- Recorded information -
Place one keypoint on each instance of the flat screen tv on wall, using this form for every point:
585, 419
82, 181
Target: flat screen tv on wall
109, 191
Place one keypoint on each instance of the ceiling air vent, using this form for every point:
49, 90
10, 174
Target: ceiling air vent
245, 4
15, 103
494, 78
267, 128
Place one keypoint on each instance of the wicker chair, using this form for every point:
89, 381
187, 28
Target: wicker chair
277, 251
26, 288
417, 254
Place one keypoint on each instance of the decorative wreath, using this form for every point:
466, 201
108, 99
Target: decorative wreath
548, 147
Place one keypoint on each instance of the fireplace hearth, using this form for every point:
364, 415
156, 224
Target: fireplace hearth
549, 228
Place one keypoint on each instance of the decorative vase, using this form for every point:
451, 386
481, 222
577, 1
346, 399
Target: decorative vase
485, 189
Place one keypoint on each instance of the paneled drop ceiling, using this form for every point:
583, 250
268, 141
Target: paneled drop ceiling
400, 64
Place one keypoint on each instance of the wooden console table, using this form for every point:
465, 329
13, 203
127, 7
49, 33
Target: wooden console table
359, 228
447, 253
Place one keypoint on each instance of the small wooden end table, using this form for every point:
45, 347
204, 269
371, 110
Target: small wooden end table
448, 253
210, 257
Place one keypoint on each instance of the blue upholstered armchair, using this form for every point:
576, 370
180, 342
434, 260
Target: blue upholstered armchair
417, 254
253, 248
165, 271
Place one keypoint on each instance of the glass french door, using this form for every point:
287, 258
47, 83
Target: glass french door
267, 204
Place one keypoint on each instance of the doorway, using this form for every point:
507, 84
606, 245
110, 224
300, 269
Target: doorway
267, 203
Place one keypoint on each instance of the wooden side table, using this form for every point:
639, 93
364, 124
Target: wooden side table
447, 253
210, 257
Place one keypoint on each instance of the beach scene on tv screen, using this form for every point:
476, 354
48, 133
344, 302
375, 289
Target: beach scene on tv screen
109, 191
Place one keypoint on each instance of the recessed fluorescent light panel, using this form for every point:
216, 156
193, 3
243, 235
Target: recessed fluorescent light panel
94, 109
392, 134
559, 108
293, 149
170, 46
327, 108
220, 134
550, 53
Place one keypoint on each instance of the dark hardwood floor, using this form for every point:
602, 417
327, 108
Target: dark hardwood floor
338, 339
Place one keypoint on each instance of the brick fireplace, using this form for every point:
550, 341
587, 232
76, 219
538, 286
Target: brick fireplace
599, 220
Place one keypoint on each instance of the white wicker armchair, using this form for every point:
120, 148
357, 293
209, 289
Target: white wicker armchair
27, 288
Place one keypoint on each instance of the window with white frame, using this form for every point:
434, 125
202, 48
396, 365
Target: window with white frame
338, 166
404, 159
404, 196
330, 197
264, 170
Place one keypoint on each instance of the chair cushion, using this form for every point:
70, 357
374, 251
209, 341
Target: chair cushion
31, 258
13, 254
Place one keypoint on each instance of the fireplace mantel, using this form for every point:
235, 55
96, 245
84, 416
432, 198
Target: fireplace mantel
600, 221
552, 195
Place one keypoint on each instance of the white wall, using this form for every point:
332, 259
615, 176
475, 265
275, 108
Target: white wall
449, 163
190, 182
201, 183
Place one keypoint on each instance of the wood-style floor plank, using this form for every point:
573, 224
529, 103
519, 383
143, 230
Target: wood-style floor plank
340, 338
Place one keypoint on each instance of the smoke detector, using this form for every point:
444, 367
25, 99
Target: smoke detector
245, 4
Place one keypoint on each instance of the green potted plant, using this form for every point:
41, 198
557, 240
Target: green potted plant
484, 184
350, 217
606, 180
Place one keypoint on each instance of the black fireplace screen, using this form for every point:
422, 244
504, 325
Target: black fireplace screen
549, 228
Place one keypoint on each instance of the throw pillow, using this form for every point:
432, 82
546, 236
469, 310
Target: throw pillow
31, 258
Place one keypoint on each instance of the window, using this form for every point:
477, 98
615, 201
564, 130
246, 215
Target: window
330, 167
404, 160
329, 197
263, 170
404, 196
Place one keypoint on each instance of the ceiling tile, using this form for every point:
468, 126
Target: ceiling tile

- What to work on -
Copy all lines from the material that include "tile".

- Answer to this problem -
Place one keypoint on each instance of the ceiling tile, using this form for every point:
Target: ceiling tile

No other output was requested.